= EXERCISE DETAILS =
Copy out once more, exactly, the line with "</instance>" and all the lines after it, up to the last line of the data.

= Collected data =
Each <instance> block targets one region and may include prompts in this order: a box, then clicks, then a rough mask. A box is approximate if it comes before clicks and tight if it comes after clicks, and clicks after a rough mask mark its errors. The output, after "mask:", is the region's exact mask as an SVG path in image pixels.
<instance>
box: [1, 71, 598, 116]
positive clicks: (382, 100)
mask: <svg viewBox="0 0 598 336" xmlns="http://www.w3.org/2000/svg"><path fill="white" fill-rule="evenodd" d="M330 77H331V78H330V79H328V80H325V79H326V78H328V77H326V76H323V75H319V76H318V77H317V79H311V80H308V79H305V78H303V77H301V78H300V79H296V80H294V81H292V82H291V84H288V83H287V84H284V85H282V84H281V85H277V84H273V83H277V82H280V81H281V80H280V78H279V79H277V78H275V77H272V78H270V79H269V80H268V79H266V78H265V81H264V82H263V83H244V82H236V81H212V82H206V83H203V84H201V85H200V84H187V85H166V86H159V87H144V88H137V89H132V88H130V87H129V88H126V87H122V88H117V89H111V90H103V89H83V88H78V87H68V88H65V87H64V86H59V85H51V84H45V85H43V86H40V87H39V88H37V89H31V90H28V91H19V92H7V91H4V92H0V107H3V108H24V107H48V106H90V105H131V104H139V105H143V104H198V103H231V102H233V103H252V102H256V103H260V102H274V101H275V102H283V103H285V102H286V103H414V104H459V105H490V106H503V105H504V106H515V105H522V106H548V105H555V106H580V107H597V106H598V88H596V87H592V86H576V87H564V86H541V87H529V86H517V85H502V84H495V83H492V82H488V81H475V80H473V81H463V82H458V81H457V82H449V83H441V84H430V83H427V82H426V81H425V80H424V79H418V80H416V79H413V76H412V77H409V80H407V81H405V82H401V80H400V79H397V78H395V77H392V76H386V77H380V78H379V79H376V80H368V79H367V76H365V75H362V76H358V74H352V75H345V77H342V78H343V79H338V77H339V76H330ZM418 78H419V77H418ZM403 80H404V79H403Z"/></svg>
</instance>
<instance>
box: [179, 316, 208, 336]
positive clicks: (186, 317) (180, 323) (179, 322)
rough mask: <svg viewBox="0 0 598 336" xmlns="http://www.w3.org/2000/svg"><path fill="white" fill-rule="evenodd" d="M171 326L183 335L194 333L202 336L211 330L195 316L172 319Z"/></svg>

= YOUR RESPONSE =
</instance>
<instance>
box: [179, 316, 208, 336]
positive clicks: (186, 317) (180, 323) (179, 322)
rough mask: <svg viewBox="0 0 598 336" xmlns="http://www.w3.org/2000/svg"><path fill="white" fill-rule="evenodd" d="M171 326L183 335L194 333L202 336L211 330L195 316L172 319Z"/></svg>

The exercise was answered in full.